#### [TEXTO PARA LEITURA]
- - - -
A respeito do conceito de "ação social" em Weber, há duas características essenciais: em primeiro lugar, ela se dirige ou se orienta à ação ou comportamento de outrem, e, em segundo lugar, é dotada de sentido.

Eis como se expressa o autor:

A ação social (incluindo tolerância ou omissão) orienta-se pelas ações dos outros, as quais podem ser ações passadas, presentes ou esperadas como sendo futuras (por exemplo: vingança por ataques anteriores, réplica a ataques presentes, medidas de defesa diante de ataques futuros). (Weber, 2001: 415).

A primeira condição para que se identifique um determinado comportamento humano como uma ação social é ser ele orientado pela conduta de outrem. Não tem, porém, de ser relacionado de alguma maneira física necessariamente. Pode um indivíduo armar-se por esperar que outro planeje contra ele um ataque sendo que este outro sequer o conheça. Esta ação, no entanto, mesmo não sendo fisicamente relacionada à outra conduta, tem um sentido que o é. E esta é a segunda condição para afirmar que um comportamento humano é uma ação social: ter um sentido. Assim, o choque entre dois ciclistas distraídos, por não ter qualquer sentido, não é ação social. Pode, no entanto ganhar sentido após o fato, como quando um dos indivíduos atribui ao outro uma responsabilidade pelo acontecido (cf. Weber, 2001: 415).

Assim definida, uma "ação social não é idêntica a) nem a uma ação homogênea de muitos, b) nem a toda ação de alguém influenciada pelo comportamento dos outros." (Weber, 2001: 416). Os exemplos dados pelo autor são bastante ilustrativos: se numa rua vários indivíduos abrem o guarda-chuva ao mesmo tempo, isto não quer dizer que haja aí uma ação social (Weber, 2001: 416), uma vez que, mesmo juntos, o sentido da ação de um não se orienta em função do outro. Seria diferente, por exemplo, se um homem, por entender-se na obrigação cavalheiresca de oferecer ajuda a uma dama, abrisse e oferecesse a ela o guarda-chuvas. O segundo caso que Weber afirma não tratar-se de ação social é o comportamento imitativo, e que muitas vezes se dá no comportamento de massas (Weber, 2001: 416).

Escreve o autor:

O simples fato, porém, de que alguém aceite para si uma determinada atividade, apreendida em outros e que parece conveniente para seus fins, não é uma ação social na nossa acepção. Pois neste caso, a ação não se orientou pela ação dos outros, mas, pela observação, alguém se deu conta de certas probabilidades objetivas que, em seguida, orientaram seu comportamento. A sua ação, portanto, foi determinada causalmente pela ação alheia, mas [não] pelo sentido desta ação alheia. Quando, ao contrário, se imita um comportamento alheio porque está em "moda" ou porque é tido como "distinto" enquanto estamental, tradicional, exemplar ou quaisquer motivos semelhantes, então sim, temos uma relação de sentido no que se refere ã pessoa imitada, a terceiras pessoas ou a ambas. (Weber, 2001: 416).

Portanto, a ação social é uma ação com sentido orientada à conduta de outrem. Weber apresenta, então, o que chama de "razões que definem a ação social", ou seja, como o comportamento humano se orienta pelos conteúdos de sentido (se não houver conteúdos de sentido, não é ação social).
- - - -
#### [BLOCO DE DADOS]

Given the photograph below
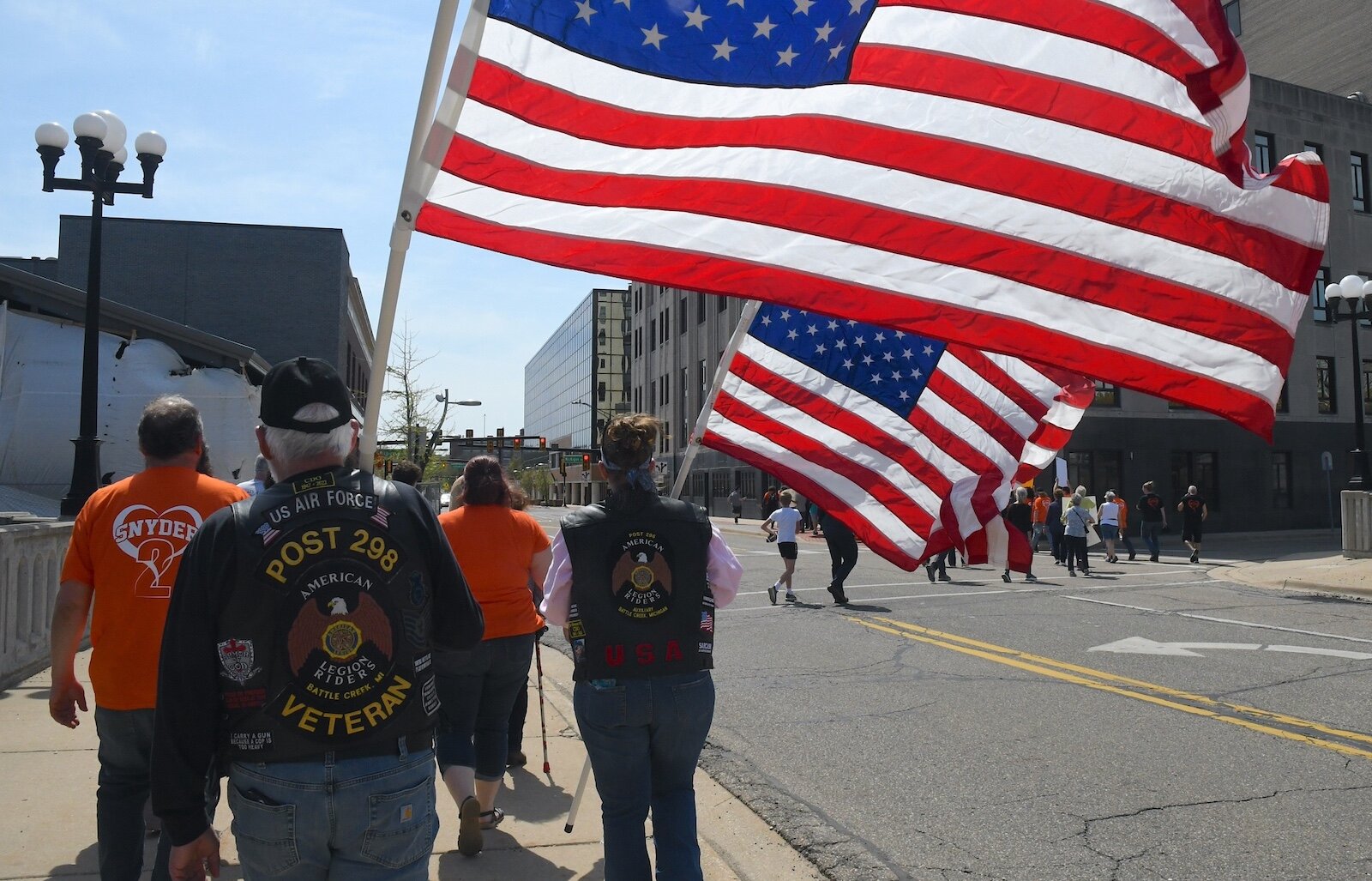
- - - -
#### [ENUNCIADO A]
Responda com base no texto sobre a ação social em Weber:
(i) Quais são as duas características essenciais da ação social apontadas no início do texto?
(ii) Por que o choque entre dois ciclistas distraídos não é considerado ação social?
(iii) Que tipo de comportamento, que muitas vezes se dá no comportamento de massas, Weber afirma não ser ação social?
#### [ENUNCIADO B]
Imprima, sem alterações, o trecho do texto sobre a ação social que se inicia com as palavras que contêm "A respeito do" e se encerra com "dotada de sentido.".

#### [RESPOSTA A]
(i) Ela se dirige ou se orienta à ação ou comportamento de outrem e é dotada de sentido.
(ii) Porque não tem qualquer sentido.
(iii) O comportamento imitativo.

#### [RESPOSTA B]
A respeito do conceito de "ação social" em Weber, há duas características essenciais: em primeiro lugar, ela se dirige ou se orienta à ação ou comportamento de outrem, e, em segundo lugar, é dotada de sentido.